**CONSIGNES**
(A) Relevez tous les noms de personnes mentionnés dans le texte extrait.
(B) Répondez aux questions suivantes à partir du texte extrait.
(i) Quelle période d'ouverture de la mise à l'intervention le COPA-COGECA propose-t-il ?
(ii) À quelle date la commission des affaires économiques a-t-elle examiné le texte présenté par son rapporteur ?
(iii) Sur quoi les droits de douane à l'import sont-ils assis et calculés ?

**TEXTE EXTRAIT**
%%
Deux conditions doivent cependant être remplies, à cet égard. Tout d'abord, ce plafond ne doit pas être nul, quand bien même le mécanisme de l'intervention resterait « réactivable ». Par ailleurs, il ne doit pas être dégressif, car s'appliquant à des productions vouées, sur le long terme et en raison des gains de productivité attendus dans les nouveaux États membres, à progresser.

C. LA POSSIBILITÉ D'UNE RESTRICTION DES PÉRIODES D'INTERVENTION

En plus du plafonnement des mises à l'intervention, l'encadrement de cet instrument de régulation pourrait se faire par la définition de périodes précises d'ouverture durant l'année, de manière à éviter toute spéculation et de permettre aux marchés de retrouver leur équilibre naturel.

Cette proposition a notamment été avancée par la France et soutenue par le COPA-COGECA 2 ( * ) , lequel propose que cette période d'ouverture de la mise à l'intervention soit écourtée et circonscrite à trois mois, du 1 er mars au 31 mai de chaque année. Votre commission estime qu'il s'agit là d'une piste digne d'intérêt, propre à mieux recadrer le fonctionnement de l'intervention tout en maintenant son utilité dans les cas appropriés.

*

* *

Lors de sa réunion du mardi 17 avril 2007, votre commission des affaires économiques a examiné le texte présenté par son rapporteur. Après avoir adopté un amendement de précision rédactionnel présenté par M. Marcel Deneux, elle a adopté la proposition de résolution dont le texte suit, MM. Dominique Braye et Roland Ries votant contre.

PROPOSITION DE RÉSOLUTION ADOPTÉE PAR LA COMMISSION

Le Sénat,

Vu l'article 88-4 de la Constitution,

Vu le texte E 3371 portant proposition de règlement du Conseil modifiant le règlement (CE) n° 1784/2003 portant organisation commune des marchés (OCM) dans le secteur des céréales,

Réaffirmant l'utilité et la légitimité du maintien de mécanismes de régulation des marchés agricoles à l'échelle européenne en vue d'assurer une juste et pérenne rémunération des producteurs primaires, mais également une sécurité d'approvisionnement, tant du secteur de la transformation que des consommateurs, à des prix convenables,

Prenant acte des conséquences des récents élargissements de l'Union européenne dans le secteur céréalier, et notamment dans la filière maïs, où la production très importante de certains États membres a conduit à un excès d'offre,

Reconnaissant que le dispositif d'intervention actuel, instauré dans le cadre de l'OCM céréales, tend parfois à faire l'objet d'une utilisation différente de celle pour laquelle il a originairement été créé,

Rappelant que le « bilan de santé « de la politique agricole commune (PAC) en 2008-2009 sera l'occasion d'examiner, le cas échéant, les modalités de tels mécanismes d'intervention,

Soulignant que la remise en question du système d'intervention pour le maïs remettrait en cause les protections à l'importation prévues pour cette céréale, du fait que les droits de douane à l'import sont assis et calculés sur les prix d'intervention,

Invite le Gouvernement à veiller à ce que soit conservé le principe même d'une intervention dans la filière maïs,

Ne s'oppose pas à ce que cette intervention, afin d'éviter qu'elle ne soit utilisée comme un débouché récurrent à la production, fasse l'objet d'un plafonnement en volume,

Demande à ce que cet éventuel plafonnement ne soit pas affecté d'un caractère dégressif au cours des prochaines années, mais maintenu à un niveau constant,

Recommande à la Commission européenne d'étudier la possibilité d'une réduction de la période d'intervention au cours de l'année.

ANNEXE - LISTE DES PERSONNES AUDITIONNÉES

- M. Christophe Terrain , président de l'Association générale des producteurs de maïs (AGPM)

- M. Eric Giry , sous-directeur des cultures et produits végétaux au ministère de l'agriculture et de la pêche, et M. François Champanhet , chef du bureau des grandes cultures.

* 1 Couvrant également le blé panifiable, le blé dur, l'orge et le sorgho.

* 2 Comité des organisations professionnelles agricoles de l'Union européenne - Confédération générale des coopératives agricoles de l'Union européenne.
%%
(Enregistrements issus d'un jeu de données)
%%
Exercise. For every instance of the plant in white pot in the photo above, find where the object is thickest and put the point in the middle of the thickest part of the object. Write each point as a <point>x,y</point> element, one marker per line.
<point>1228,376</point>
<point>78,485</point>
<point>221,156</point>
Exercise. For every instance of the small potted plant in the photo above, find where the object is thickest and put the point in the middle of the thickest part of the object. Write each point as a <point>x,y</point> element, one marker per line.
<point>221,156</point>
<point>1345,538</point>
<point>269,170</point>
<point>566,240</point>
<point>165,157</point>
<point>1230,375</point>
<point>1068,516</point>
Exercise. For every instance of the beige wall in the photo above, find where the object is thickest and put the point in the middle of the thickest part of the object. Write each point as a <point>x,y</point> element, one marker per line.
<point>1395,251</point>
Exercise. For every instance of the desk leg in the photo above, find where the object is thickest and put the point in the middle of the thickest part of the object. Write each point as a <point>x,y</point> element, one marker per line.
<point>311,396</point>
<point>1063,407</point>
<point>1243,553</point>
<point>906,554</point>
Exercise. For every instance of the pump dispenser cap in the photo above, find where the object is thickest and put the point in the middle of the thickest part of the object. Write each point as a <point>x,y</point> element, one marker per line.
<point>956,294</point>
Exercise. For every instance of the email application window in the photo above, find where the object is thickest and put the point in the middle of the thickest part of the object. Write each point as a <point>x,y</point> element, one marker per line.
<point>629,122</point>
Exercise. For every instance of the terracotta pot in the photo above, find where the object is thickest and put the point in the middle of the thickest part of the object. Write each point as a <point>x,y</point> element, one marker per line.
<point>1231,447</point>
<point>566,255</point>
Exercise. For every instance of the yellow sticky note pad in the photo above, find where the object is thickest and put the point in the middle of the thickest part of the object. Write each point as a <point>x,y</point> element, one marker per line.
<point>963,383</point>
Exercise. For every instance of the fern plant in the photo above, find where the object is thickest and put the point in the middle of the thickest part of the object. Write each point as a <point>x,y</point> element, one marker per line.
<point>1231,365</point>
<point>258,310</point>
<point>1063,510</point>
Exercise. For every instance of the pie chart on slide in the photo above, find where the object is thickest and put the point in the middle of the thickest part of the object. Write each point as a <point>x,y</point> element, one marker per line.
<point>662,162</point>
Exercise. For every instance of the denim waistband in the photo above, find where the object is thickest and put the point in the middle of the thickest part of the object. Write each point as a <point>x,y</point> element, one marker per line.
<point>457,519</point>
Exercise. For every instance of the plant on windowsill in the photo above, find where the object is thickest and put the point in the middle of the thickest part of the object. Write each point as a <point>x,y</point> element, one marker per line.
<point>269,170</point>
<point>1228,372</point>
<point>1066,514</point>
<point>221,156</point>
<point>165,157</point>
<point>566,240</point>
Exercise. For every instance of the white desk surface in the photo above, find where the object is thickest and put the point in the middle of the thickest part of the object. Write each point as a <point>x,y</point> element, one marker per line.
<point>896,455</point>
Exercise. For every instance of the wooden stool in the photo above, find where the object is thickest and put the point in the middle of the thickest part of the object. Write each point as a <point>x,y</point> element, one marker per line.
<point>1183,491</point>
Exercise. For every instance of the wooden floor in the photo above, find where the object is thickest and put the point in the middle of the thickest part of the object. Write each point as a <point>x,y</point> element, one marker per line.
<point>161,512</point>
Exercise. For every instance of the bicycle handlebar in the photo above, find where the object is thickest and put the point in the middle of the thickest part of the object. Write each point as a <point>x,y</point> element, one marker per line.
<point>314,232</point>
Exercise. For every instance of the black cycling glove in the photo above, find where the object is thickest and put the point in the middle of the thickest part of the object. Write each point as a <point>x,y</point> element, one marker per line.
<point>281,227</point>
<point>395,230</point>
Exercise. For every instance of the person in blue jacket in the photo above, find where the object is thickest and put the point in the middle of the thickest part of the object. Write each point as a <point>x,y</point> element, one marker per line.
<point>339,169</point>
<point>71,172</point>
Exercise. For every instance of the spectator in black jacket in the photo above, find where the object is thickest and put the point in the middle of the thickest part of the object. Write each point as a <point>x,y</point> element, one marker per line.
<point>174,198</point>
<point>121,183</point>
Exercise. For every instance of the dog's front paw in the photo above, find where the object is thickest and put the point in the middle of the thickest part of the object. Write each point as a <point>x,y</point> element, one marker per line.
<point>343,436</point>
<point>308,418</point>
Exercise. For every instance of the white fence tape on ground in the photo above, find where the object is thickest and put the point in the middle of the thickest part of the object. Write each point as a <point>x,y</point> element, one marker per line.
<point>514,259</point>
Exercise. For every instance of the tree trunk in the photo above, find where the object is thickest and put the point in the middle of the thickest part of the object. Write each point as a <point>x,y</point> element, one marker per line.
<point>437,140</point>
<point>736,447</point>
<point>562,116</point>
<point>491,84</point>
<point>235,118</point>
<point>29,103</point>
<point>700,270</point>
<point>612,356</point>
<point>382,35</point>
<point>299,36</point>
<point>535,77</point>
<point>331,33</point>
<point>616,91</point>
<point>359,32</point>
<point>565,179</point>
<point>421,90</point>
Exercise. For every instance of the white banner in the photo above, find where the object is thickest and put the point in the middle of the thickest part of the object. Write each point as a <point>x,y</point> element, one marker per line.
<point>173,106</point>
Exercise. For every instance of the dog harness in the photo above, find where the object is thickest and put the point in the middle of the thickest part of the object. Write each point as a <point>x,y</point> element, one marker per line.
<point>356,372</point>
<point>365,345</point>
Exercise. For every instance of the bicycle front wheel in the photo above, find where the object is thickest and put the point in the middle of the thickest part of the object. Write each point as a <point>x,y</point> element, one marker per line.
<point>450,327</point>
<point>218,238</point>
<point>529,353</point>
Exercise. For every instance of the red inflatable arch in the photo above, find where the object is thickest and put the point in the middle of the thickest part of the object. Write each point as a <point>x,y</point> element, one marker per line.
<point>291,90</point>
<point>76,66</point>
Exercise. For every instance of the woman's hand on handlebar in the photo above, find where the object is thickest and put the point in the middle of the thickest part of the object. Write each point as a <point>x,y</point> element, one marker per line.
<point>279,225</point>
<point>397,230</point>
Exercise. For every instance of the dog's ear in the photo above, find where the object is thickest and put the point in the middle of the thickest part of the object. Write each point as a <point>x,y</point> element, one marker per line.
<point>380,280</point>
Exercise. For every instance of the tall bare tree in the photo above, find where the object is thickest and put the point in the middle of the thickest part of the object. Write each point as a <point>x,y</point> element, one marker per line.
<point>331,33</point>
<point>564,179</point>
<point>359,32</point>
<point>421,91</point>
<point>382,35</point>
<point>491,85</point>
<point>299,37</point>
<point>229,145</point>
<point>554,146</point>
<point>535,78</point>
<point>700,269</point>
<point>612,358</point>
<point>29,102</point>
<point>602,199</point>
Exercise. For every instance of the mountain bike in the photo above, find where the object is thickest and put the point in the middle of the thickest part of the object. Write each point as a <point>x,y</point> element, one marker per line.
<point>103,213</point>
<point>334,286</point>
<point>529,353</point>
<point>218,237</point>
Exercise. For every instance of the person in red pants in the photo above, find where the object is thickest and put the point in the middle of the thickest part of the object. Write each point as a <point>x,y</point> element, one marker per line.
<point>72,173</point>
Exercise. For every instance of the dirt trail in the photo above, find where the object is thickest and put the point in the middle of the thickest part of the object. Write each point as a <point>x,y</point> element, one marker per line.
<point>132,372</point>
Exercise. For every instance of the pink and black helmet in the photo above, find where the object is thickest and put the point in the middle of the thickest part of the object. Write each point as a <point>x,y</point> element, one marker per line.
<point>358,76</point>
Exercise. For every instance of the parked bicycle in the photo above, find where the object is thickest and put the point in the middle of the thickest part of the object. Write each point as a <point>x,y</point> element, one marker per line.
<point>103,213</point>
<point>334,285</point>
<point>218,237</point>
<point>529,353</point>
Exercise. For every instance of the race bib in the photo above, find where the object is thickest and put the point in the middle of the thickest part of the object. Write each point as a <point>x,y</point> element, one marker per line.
%%
**CORRIGÉS**
(A)
- Marcel Deneux
- Dominique Braye
- Roland Ries
- Christophe Terrain
- Eric Giry
- François Champanhet

(B)
(i) Une période de trois mois, du 1er mars au 31 mai de chaque année.
(ii) Le mardi 17 avril 2007.
(iii) Sur les prix d'intervention.